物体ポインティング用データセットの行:
◇ ◇ ◇ ◇

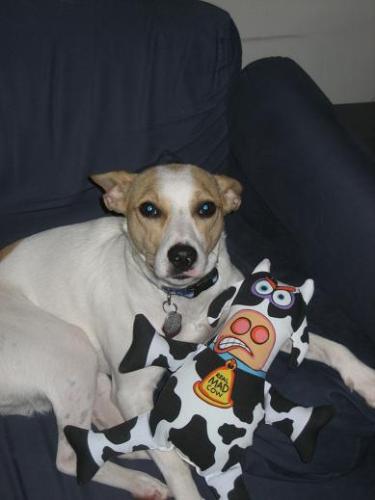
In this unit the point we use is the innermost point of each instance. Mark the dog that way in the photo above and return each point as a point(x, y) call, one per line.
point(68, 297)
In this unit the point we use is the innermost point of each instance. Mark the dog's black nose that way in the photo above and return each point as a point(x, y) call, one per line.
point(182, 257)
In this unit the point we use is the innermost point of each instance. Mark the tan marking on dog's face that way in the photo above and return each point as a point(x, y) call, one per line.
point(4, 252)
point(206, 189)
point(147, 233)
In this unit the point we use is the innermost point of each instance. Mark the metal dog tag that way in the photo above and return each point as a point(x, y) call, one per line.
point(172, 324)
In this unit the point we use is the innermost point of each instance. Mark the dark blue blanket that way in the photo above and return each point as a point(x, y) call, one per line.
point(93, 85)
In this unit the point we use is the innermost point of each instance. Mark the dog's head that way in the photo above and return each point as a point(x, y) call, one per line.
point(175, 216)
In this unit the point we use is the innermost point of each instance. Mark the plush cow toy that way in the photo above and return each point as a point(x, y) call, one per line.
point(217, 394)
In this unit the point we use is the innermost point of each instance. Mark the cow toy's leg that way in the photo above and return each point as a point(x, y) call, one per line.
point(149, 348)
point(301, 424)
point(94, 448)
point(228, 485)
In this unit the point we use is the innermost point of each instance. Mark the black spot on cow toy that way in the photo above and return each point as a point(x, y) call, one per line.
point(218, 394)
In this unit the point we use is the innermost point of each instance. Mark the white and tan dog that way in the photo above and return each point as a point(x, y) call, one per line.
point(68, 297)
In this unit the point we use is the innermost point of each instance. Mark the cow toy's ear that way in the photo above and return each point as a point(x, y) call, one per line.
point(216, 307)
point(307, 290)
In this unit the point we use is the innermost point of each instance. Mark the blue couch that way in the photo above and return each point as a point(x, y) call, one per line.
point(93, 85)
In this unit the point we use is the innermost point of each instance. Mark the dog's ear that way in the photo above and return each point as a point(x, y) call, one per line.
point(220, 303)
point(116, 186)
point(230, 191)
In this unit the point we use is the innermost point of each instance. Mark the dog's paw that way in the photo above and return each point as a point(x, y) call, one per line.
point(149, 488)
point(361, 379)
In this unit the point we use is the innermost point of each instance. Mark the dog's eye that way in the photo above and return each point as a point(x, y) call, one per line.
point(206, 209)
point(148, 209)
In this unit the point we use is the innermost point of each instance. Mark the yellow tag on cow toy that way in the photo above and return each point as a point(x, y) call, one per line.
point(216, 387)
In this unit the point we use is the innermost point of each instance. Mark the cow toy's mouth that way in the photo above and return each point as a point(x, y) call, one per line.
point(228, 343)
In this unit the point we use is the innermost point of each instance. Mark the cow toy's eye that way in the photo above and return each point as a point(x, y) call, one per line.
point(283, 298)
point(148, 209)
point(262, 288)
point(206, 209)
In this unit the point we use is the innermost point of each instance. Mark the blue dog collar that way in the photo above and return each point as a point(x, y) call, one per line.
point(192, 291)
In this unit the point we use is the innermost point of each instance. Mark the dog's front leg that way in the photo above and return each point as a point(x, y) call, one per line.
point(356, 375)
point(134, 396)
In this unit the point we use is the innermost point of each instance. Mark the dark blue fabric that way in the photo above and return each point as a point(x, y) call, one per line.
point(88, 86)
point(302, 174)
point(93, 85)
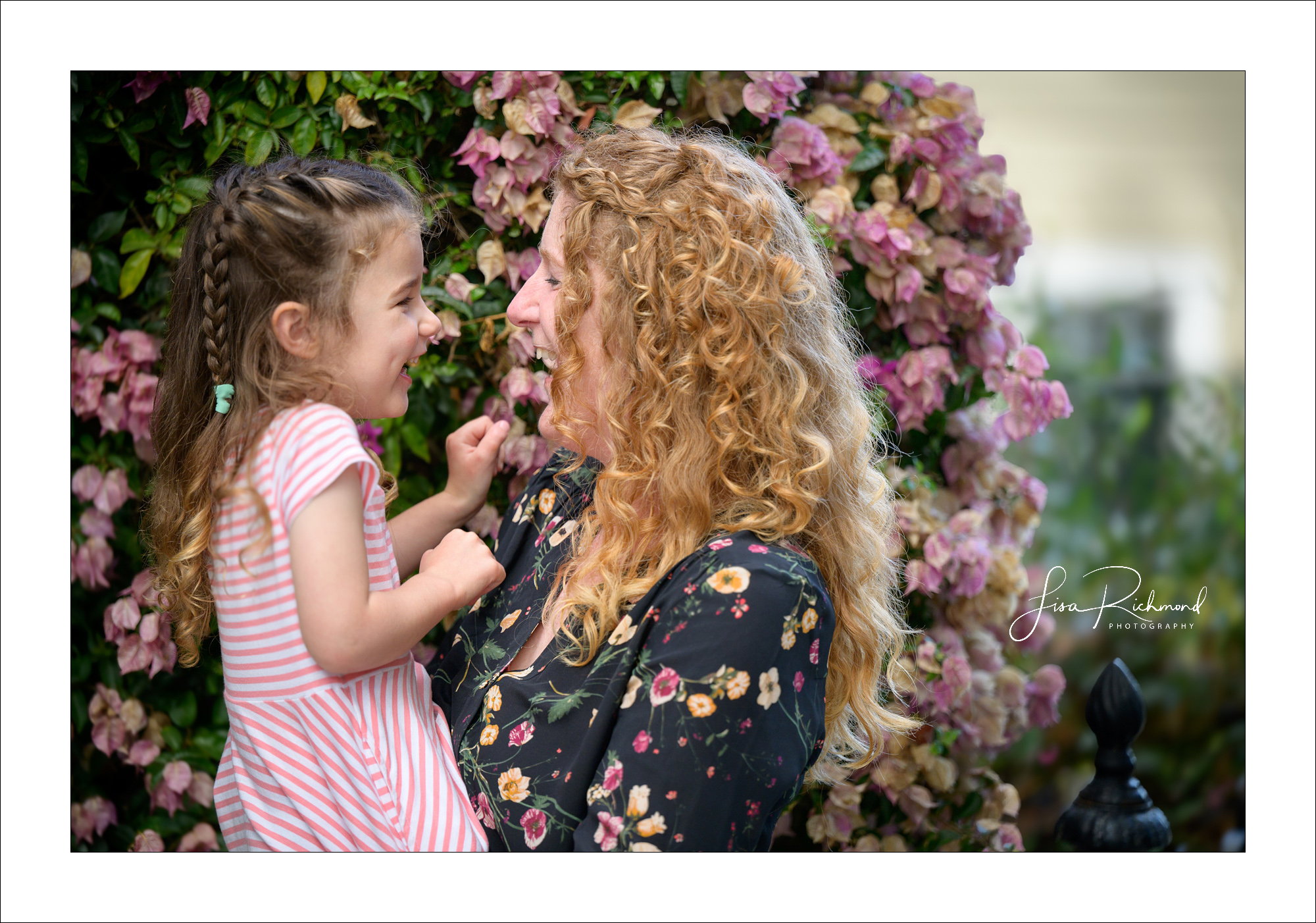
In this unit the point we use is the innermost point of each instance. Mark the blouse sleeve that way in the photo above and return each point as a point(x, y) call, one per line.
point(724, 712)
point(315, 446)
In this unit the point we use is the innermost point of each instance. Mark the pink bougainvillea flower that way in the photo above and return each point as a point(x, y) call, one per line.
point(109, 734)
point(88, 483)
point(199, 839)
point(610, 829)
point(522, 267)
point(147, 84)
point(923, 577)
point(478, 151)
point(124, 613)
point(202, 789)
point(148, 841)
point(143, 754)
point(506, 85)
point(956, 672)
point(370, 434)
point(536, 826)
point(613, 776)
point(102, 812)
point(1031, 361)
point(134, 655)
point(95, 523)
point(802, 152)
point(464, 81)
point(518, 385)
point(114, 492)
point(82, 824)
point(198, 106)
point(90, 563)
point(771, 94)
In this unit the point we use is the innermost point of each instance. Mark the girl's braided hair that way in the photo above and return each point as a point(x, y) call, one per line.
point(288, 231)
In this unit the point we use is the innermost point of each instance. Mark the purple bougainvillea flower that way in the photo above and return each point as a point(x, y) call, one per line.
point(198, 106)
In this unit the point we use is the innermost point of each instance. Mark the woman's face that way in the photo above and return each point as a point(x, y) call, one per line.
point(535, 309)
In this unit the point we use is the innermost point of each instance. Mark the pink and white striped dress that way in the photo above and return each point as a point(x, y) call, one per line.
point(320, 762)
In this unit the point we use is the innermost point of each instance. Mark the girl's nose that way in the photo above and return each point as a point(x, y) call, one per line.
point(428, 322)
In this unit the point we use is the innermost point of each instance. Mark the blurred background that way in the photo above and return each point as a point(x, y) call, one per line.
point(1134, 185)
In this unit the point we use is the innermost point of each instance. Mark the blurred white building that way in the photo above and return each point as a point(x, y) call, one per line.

◇ ◇ ◇ ◇

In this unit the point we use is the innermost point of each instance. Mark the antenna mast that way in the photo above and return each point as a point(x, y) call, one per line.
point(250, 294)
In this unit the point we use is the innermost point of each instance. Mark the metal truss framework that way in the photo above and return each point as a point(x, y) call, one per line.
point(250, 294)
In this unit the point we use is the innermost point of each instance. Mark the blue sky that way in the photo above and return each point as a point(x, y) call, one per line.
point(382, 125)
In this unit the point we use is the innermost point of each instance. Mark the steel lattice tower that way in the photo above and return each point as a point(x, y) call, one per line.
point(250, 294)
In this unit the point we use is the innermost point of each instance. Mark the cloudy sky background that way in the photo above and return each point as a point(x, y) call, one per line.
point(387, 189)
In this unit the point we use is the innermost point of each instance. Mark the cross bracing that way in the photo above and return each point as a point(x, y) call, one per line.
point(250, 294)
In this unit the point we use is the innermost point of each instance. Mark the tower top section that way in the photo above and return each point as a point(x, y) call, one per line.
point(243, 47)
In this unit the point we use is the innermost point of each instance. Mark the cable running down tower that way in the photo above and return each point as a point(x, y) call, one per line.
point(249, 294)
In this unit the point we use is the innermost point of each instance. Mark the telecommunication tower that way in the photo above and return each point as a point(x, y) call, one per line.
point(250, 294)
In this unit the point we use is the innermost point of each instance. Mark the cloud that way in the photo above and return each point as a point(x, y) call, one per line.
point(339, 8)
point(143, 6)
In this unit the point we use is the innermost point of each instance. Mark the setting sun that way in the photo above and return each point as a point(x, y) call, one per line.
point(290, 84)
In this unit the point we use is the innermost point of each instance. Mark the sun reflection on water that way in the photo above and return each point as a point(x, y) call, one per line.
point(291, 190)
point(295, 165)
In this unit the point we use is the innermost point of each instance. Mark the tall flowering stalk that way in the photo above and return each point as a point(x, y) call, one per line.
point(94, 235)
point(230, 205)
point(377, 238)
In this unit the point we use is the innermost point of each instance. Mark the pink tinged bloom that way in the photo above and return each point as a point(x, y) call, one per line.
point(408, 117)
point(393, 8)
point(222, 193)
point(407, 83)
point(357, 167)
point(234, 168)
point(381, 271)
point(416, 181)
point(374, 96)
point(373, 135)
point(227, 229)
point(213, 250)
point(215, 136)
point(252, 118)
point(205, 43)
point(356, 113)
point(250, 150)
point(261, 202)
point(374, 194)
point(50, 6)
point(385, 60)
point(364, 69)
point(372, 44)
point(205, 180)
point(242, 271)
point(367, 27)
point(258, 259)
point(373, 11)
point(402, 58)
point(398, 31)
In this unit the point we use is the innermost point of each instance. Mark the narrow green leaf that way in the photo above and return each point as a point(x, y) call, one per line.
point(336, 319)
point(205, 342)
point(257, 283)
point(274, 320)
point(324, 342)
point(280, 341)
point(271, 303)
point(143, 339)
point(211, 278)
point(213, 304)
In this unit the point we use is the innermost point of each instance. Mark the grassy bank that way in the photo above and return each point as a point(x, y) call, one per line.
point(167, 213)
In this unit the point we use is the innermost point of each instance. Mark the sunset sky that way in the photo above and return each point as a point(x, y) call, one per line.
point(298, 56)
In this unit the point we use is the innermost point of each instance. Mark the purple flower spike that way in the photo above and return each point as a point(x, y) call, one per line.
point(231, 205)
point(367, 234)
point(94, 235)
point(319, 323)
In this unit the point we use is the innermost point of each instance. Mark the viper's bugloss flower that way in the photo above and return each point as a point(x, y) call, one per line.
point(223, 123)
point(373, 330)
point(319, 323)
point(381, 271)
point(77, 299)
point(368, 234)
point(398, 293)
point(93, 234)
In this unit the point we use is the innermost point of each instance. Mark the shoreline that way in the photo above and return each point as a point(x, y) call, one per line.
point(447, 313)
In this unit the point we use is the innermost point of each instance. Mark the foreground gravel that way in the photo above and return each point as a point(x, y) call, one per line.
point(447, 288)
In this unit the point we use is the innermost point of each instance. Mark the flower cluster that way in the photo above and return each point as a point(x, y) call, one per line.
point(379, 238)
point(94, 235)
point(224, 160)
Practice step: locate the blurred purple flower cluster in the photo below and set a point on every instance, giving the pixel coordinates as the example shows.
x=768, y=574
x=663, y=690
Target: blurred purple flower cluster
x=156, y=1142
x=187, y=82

◇ ◇ ◇ ◇

課題の内容
上の記録のうち、「Mark the grassy」を含む行から始まり「point(167, 213)」を含む行で終わる範囲を、両端の行も含めて一字一句変えずに書き写すこと。

完全な解答
In this unit the point we use is the innermost point of each instance. Mark the grassy bank that way in the photo above and return each point as a point(x, y) call, one per line.
point(167, 213)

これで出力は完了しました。